--- begin PASSAGE PROVIDED ---

Reference files live next to this skill file. Use the Read tool (not MCP resources) to access them:

  • Full workflow step-by-step instructions: references/workflows.md (relative to this file)
  • MCP parameter details: references/parameters.md (relative to this file)
  • Troubleshooting: references/TROUBLESHOOTING.md (relative to this file)

When to activate this skill

Do not wait to be asked. Run the appropriate workflow automatically whenever the user:

  • References or opens a .sql file or dbt model (files in models/) → run Workflow 1

  • Mentions a table name, dataset, or dbt model name in passing → run Workflow 1

  • Describes a planned change to a model (new column, join update, filter change, refactor) → STOP — run Workflow 4 before writing any code

  • Adds a new column, metric, or output expression to an existing model → run Workflow 4 first, then ALWAYS offer Workflow 2 regardless of risk tier — do not skip the monitor offer

  • Asks about data quality, freshness, row counts, or anomalies → run Workflow 1

  • Wants to triage or respond to a data quality alert → run Workflow 3

Present the results as context the engineer needs before proceeding — not as a response to a question.

When NOT to activate this skill

Do not invoke Monte Carlo tools for:

  • Seed files (files in seeds/ directory)
  • Analysis files (files in analyses/ directory)
  • One-off or ad-hoc SQL scripts not part of a dbt project
  • Configuration files (dbt_project.yml, profiles.yml, packages.yml)
  • Test files unless the user is specifically asking about data quality

If uncertain whether a file is a dbt model, check for {{ ref() }} or {{ source() }} Jinja references — if absent, do not activate.

Macros and snapshots — gate edits, skip auto-context

Macro files (macros/) and snapshot files (snapshots/) are not models, so do not auto-fetch Monte Carlo context (Workflow 1) when they are opened. However, macros are inlined into every model that calls them at compile time — a one-line macro change can silently alter dozens of models. Snapshots control historical tracking and are similarly sensitive.

The pre-edit hook gates these files. If the hook fires for a macro or snapshot, identify which models are affected and run the change impact assessment (Workflow 4) for those models before proceeding with the edit.


REQUIRED: Change impact assessment before any SQL edit

Before editing or writing any SQL for a dbt model or pipeline, you MUST run Workflow 4.

This applies whenever the user expresses intent to modify a model — including phrases like:

  • "I want to add a column…"
  • "Let me add / I'm adding…"
  • "I'd like to change / update / rename…"
  • "Can you add / modify / refactor…"

--- end PASSAGE PROVIDED ---

### AIM OF THE TASK
Write the next part of the Monte Carlo skill instructions above, starting right after the last listed phrase.

--- begin EXCERPTED RECORDS ---

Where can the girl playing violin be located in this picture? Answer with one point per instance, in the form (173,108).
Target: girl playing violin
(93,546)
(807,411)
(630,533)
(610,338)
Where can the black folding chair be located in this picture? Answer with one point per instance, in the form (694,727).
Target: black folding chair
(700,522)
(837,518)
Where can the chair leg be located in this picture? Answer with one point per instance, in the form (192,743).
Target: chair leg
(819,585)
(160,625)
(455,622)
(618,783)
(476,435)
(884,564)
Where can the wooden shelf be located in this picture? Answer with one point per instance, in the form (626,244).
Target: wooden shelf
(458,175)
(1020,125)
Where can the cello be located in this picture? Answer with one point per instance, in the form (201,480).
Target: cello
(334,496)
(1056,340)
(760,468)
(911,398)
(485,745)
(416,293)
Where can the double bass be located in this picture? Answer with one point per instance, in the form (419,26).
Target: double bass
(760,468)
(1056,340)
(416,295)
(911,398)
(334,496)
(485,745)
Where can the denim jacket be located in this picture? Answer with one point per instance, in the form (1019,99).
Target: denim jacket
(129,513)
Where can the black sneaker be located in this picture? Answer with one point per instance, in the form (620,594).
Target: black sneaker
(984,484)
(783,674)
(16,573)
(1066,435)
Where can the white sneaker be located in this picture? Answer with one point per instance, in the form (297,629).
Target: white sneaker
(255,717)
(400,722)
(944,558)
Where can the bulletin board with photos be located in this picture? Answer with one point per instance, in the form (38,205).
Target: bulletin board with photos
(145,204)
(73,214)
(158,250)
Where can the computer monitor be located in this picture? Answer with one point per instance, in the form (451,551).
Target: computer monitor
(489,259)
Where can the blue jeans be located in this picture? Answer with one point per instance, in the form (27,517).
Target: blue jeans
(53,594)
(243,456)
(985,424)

--- end EXCERPTED RECORDS ---

### ANSWER
  • "Let's add…" / "Add a <column> column"
  • Any other description of a planned schema or logic change
  • "Exclude / filter out / remove [records/customers/rows]…"
  • "Adjust / increase / decrease [threshold/parameter/value]…"
  • "Fix / bugfix / patch [issue/bug]…"
  • "Revert / restore / undo [change/previous behavior]…"
  • "Disable / enable [feature/logic/flag]…"
  • "Clean up / remove [references/columns/code]…"
  • "Implement [backend/feature] for…"
  • "Create [models/dbt models] for…" (when modifying existing referenced tables)
  • "Increase / decrease / change [max_tokens/threshold/date constant/numeric parameter]…"
  • Any change to a hardcoded value, constant, or configuration parameter within SQL
  • "Drop / remove / delete [column/field/table]"
  • "Rename [column/field] to [new name]"
  • "Add [column]" (short imperative form, e.g. "add a created_at column")
  • Any single-verb imperative command targeting a column, table, or model (e.g. "drop X", "rename Y", "add Z", "remove W")

Parameter changes (threshold values, date constants, numeric limits) appear safe but silently change model output. Treat them the same as logic changes for impact assessment purposes.

Do not write or edit any SQL until the change impact assessment (Workflow 4) has been presented to the user. The assessment must come first — not after the edit, not in parallel.


Pre-edit gate — check before modifying any file

Before calling Edit, Write, or MultiEdit on any .sql or dbt model file, you MUST check:

  1. Has the synthesis step been run for THIS SPECIFIC CHANGE in the current prompt?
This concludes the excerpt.